### TRECHO DO DOCUMENTO
'''

Os homicídios dolosos (quando há intenção de matar) praticados por PMs também aumentaram. Entre janeiro e junho de 2020, foram 14 homicídios cometidos por policiais fora de serviço e 2 por agentes fardados. Em 2019, no mesmo período, os números foram 4 e 1, respectivamente.

Entre os 14 homicídios divulgados pela própria Polícia Militar, um ocorreu em junho, mês da morte de Guilherme Guedes. Consultada, a SSP-SP (Secretaria de Segurança Pública do Estado de São Paulo) não respondeu à reportagem se o registro se refere ao mesmo caso.

Os tiros interromperam a vida de “um garoto feliz, de coração muito bom e dedicado à família”. Guilherme entregava as marmitas que Joice preparava e, pela experiência com o avô, já sabia levantar paredes de cimento. Sempre fez de tudo pelos irmãos menores. “Quando deito na cama e coloco a cabeça no travesseiro, é pior ainda. Porque parece que ele vai chegar, aí você vê que não chega e a tristeza é pior”, diz a mãe.

'''

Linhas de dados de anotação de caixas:
'''

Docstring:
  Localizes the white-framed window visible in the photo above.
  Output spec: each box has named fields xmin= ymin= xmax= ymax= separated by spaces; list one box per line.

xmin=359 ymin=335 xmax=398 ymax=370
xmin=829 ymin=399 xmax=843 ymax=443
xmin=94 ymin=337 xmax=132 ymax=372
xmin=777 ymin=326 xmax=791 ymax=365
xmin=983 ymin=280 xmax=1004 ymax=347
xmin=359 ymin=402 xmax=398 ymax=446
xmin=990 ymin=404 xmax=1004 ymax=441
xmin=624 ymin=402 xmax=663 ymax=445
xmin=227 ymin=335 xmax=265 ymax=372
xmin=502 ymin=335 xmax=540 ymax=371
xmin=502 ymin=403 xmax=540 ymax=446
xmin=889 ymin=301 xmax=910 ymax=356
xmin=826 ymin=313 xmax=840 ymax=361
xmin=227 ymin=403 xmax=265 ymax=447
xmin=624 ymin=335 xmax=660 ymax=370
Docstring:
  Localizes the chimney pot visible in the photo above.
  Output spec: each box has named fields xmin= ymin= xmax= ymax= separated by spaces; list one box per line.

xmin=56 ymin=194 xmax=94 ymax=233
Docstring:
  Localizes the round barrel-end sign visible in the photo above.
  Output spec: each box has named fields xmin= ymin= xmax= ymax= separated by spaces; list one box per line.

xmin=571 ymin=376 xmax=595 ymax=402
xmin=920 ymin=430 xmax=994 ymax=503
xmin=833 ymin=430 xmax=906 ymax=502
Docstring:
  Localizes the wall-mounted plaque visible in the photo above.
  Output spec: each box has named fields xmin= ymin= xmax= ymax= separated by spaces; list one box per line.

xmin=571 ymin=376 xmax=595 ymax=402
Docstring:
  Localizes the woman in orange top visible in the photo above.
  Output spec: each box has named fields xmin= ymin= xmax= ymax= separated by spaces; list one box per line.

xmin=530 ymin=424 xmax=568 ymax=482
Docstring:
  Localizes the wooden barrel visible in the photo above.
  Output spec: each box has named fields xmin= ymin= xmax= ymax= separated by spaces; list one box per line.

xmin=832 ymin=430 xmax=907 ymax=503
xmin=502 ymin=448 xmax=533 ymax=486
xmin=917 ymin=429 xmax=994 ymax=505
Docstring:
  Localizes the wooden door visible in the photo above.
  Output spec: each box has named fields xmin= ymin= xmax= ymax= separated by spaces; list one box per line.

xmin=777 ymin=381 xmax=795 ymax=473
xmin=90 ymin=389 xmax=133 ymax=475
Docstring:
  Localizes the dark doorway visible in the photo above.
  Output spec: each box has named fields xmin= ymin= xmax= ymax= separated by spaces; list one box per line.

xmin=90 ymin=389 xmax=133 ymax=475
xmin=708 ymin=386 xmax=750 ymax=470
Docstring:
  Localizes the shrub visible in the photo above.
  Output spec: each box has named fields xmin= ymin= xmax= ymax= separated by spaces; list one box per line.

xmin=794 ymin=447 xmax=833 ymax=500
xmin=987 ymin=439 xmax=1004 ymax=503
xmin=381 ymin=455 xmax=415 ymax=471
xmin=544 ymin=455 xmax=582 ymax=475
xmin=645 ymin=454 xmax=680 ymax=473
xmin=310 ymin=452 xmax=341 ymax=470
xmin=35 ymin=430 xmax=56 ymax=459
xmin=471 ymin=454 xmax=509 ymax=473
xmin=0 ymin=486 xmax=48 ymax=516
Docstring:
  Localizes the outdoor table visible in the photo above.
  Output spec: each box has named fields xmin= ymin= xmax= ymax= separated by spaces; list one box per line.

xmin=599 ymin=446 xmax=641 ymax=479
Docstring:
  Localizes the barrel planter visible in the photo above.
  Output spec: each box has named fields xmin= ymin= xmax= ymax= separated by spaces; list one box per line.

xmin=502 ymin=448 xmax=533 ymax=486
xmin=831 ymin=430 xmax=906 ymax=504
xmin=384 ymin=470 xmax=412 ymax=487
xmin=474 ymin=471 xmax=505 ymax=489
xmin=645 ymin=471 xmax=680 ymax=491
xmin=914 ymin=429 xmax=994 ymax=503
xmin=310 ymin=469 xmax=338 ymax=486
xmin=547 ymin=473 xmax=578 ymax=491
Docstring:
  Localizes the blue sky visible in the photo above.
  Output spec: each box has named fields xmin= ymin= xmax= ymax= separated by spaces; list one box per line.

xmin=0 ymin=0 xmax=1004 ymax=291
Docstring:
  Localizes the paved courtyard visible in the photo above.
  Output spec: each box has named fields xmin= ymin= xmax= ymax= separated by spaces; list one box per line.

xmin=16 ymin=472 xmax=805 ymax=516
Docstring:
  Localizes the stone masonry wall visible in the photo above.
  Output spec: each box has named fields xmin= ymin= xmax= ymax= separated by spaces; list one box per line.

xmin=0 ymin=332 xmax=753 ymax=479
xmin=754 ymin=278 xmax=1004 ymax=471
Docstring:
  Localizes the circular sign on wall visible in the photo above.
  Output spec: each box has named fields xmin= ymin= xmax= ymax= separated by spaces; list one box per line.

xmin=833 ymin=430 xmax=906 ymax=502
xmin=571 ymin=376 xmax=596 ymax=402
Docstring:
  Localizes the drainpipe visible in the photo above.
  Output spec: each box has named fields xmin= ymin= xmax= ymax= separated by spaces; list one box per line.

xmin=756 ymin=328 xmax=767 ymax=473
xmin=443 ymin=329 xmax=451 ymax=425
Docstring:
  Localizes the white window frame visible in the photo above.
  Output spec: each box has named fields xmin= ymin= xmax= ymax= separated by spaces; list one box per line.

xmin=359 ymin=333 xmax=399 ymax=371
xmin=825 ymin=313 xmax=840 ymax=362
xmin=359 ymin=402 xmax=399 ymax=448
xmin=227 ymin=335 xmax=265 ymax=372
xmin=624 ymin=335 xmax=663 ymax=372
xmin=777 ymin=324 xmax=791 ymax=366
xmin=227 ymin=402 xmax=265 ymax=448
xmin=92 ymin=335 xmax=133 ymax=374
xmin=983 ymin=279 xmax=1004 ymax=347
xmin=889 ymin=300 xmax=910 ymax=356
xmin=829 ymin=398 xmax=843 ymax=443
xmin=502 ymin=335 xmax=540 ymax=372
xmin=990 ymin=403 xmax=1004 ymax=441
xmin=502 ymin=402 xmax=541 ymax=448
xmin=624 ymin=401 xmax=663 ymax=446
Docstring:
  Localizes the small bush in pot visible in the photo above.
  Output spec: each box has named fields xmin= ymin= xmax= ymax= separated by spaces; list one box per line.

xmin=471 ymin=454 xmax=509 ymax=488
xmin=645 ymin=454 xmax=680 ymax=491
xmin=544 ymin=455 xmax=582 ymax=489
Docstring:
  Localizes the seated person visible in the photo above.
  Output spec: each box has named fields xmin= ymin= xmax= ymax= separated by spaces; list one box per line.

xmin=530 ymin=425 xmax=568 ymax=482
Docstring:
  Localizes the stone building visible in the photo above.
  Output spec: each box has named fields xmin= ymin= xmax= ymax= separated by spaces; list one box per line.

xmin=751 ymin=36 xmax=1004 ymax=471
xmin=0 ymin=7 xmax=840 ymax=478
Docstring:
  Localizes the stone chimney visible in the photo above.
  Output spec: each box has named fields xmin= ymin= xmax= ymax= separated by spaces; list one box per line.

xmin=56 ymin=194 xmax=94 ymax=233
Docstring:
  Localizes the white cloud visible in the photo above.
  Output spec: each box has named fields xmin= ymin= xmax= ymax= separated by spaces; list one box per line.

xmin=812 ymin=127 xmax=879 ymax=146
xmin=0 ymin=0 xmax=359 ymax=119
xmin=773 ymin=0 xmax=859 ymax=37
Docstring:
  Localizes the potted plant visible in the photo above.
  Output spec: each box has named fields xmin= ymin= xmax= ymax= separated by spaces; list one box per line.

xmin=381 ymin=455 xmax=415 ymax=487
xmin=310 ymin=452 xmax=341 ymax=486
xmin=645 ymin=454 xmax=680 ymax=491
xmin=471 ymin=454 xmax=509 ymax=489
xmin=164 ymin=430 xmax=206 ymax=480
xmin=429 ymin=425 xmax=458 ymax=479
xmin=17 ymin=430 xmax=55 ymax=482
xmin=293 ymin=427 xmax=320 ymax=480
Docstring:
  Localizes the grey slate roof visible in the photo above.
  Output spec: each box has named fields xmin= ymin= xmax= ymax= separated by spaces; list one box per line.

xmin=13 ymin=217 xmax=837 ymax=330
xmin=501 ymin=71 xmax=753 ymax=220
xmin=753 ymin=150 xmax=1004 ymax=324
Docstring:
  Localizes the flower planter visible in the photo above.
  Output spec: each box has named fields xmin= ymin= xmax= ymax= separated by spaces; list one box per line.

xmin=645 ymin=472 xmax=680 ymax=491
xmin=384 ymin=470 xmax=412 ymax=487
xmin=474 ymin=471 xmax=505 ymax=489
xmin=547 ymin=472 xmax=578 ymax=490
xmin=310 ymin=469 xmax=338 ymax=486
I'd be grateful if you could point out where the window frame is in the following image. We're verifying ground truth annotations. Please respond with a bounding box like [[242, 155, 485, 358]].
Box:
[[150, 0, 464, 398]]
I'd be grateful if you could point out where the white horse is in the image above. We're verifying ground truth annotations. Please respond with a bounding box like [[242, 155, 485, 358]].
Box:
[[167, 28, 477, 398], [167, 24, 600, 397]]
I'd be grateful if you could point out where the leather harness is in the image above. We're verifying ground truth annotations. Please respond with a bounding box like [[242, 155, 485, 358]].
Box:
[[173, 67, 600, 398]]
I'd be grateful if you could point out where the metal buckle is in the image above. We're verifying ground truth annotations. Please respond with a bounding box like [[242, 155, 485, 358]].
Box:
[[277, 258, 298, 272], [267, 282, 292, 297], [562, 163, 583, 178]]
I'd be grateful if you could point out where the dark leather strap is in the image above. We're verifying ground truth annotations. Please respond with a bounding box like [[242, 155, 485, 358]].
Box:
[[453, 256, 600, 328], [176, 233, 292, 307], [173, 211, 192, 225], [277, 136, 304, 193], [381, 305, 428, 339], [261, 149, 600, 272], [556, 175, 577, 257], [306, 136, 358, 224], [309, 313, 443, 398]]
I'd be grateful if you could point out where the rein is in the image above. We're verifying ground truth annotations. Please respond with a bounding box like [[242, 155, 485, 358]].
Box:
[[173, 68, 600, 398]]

'''

### O QUE FAZER
[1] Retorne, do trecho sobre os homicídios praticados por PMs, a parte que começa nas palavras "Os homicídios dolosos" e termina logo após "e 1, respectivamente.".
[2] Segundo o trecho sobre os homicídios praticados por PMs, quantos homicídios foram cometidos por policiais fora de serviço entre janeiro e junho de 2020?

### SOLUÇÕES
[1]
Os homicídios dolosos (quando há intenção de matar) praticados por PMs também aumentaram. Entre janeiro e junho de 2020, foram 14 homicídios cometidos por policiais fora de serviço e 2 por agentes fardados. Em 2019, no mesmo período, os números foram 4 e 1, respectivamente.

[2] 14 homicídios.